Provided material START
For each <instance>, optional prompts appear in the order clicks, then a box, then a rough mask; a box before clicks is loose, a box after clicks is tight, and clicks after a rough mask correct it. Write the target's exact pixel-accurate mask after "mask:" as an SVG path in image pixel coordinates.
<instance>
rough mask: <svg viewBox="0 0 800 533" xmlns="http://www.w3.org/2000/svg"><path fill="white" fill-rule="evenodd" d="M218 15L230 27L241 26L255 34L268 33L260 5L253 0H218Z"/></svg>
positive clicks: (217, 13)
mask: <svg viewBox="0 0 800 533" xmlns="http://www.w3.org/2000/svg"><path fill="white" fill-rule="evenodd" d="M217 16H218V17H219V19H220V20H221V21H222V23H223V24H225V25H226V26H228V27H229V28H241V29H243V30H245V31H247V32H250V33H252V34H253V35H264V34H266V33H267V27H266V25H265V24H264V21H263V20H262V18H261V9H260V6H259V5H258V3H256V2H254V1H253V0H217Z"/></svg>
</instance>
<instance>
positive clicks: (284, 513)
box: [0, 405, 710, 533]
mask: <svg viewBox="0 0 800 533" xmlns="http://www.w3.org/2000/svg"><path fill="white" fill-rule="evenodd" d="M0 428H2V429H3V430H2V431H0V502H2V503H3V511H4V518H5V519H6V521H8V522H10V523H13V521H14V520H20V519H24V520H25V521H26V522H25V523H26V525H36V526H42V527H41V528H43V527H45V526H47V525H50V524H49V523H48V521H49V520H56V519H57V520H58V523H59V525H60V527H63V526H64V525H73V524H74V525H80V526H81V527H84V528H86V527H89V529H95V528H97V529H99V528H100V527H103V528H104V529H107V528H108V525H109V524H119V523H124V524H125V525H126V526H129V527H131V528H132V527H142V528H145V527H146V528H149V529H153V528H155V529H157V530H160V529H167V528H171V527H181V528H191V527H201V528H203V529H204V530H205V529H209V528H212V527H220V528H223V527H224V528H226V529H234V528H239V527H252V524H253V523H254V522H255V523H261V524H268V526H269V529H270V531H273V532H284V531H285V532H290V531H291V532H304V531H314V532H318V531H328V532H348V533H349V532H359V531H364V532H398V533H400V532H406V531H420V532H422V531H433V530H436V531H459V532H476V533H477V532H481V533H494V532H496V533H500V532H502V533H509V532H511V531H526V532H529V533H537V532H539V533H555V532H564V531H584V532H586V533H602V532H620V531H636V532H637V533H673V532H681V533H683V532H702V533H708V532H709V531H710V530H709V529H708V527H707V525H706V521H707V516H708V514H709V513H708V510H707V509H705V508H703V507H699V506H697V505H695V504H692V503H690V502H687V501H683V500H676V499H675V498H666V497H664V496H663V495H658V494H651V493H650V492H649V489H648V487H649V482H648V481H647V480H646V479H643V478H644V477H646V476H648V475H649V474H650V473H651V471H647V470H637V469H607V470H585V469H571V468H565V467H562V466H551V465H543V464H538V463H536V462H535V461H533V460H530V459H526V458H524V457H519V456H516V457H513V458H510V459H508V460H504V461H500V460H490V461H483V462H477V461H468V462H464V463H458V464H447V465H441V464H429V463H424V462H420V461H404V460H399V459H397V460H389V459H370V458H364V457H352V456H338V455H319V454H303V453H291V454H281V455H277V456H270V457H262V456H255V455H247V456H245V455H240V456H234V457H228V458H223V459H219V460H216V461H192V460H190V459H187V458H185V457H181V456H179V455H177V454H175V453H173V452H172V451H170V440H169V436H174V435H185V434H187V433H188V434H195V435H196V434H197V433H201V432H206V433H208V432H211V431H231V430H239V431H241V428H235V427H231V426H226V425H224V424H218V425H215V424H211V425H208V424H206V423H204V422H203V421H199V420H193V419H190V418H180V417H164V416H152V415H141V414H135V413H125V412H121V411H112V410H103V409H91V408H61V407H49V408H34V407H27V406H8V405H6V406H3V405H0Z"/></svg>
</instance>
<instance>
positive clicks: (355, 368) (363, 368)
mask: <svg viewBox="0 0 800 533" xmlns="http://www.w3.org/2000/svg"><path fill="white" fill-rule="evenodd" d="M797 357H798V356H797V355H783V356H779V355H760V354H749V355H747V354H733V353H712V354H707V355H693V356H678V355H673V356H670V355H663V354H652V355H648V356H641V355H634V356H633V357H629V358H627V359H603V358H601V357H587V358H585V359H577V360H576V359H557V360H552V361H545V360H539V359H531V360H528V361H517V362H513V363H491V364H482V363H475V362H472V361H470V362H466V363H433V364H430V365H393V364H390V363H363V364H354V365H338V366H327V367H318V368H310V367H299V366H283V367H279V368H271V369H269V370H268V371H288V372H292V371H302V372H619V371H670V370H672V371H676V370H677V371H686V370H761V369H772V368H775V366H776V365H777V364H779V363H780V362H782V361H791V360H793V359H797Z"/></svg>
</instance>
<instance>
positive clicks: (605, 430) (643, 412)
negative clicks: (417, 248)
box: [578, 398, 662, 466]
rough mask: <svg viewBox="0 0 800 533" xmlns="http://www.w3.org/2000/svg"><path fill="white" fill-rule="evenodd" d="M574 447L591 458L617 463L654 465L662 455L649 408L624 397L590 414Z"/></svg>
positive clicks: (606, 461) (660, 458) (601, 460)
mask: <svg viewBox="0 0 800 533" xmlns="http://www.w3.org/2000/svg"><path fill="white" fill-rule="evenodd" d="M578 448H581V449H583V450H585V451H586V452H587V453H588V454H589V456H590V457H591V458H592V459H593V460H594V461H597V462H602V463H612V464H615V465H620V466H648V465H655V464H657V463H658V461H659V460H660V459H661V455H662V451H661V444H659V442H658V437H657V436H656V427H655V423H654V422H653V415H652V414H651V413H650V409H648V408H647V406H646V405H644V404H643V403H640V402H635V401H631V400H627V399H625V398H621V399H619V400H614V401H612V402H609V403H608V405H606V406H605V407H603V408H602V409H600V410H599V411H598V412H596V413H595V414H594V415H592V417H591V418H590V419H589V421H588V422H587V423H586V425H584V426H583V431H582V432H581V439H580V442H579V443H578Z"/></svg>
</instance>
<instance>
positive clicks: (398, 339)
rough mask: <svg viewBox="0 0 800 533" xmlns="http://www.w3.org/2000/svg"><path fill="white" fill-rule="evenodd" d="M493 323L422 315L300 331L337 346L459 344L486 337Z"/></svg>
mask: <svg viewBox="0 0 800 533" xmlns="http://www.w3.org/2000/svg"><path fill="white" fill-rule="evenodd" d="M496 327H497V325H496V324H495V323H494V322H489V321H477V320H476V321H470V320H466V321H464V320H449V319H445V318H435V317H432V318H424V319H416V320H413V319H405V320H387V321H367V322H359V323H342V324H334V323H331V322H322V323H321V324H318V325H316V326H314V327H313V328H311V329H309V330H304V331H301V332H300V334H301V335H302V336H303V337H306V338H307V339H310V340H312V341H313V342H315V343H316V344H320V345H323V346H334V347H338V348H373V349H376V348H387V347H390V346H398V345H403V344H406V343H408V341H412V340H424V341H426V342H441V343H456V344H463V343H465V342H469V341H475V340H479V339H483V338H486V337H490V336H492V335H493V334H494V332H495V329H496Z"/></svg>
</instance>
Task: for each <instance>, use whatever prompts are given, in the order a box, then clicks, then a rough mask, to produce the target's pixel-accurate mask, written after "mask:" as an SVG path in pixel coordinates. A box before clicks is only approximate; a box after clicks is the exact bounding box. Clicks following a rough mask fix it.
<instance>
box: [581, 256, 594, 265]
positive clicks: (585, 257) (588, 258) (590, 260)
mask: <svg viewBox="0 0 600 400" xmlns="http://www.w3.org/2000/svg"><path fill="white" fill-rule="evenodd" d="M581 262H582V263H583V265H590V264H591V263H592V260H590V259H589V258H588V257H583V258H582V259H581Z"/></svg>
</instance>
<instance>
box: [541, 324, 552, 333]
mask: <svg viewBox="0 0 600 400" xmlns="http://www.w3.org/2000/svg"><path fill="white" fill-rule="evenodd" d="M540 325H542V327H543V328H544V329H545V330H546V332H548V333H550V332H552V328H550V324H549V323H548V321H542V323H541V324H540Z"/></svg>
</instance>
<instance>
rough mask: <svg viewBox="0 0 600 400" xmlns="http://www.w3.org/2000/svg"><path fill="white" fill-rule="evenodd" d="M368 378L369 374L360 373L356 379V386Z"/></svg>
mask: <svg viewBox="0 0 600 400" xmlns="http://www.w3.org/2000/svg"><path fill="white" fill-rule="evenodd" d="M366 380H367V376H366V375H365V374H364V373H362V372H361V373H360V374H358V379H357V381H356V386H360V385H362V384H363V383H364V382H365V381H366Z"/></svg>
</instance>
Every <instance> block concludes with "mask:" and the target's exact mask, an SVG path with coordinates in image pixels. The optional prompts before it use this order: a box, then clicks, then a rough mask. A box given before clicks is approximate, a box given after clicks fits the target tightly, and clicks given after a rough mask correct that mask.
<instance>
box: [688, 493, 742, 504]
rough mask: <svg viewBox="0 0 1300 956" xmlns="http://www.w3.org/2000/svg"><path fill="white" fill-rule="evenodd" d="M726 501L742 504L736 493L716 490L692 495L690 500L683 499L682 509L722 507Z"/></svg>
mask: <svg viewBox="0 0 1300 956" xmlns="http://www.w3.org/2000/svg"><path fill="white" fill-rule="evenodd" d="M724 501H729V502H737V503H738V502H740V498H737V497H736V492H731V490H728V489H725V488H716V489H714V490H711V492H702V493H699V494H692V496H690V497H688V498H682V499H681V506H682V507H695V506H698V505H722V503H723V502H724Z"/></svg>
Provided material END
▶ **What the task asks**:
Retype word for word everything in the listing above from the line that holds "447L591 458L617 463L654" down to the line that holds "positive clicks: (398, 339)". Keep both end lines and leave out the rest.

▶ **Reply**:
rough mask: <svg viewBox="0 0 800 533" xmlns="http://www.w3.org/2000/svg"><path fill="white" fill-rule="evenodd" d="M574 447L591 458L617 463L654 465L662 455L649 408L624 397L590 414Z"/></svg>
positive clicks: (606, 461) (660, 458) (601, 460)
mask: <svg viewBox="0 0 800 533" xmlns="http://www.w3.org/2000/svg"><path fill="white" fill-rule="evenodd" d="M578 448H581V449H583V450H585V451H586V452H587V453H588V454H589V456H590V457H591V458H592V459H593V460H594V461H597V462H602V463H612V464H615V465H620V466H648V465H655V464H657V463H658V461H659V460H660V459H661V455H662V451H661V444H659V442H658V437H657V436H656V427H655V423H654V422H653V415H652V414H651V413H650V409H648V408H647V406H646V405H644V404H643V403H640V402H635V401H631V400H627V399H625V398H621V399H619V400H614V401H612V402H609V403H608V405H606V406H605V407H603V408H602V409H600V410H599V411H598V412H596V413H595V414H594V415H592V417H591V418H590V419H589V421H588V422H587V423H586V425H584V426H583V431H582V432H581V439H580V442H579V443H578Z"/></svg>
</instance>
<instance>
positive clicks: (398, 339)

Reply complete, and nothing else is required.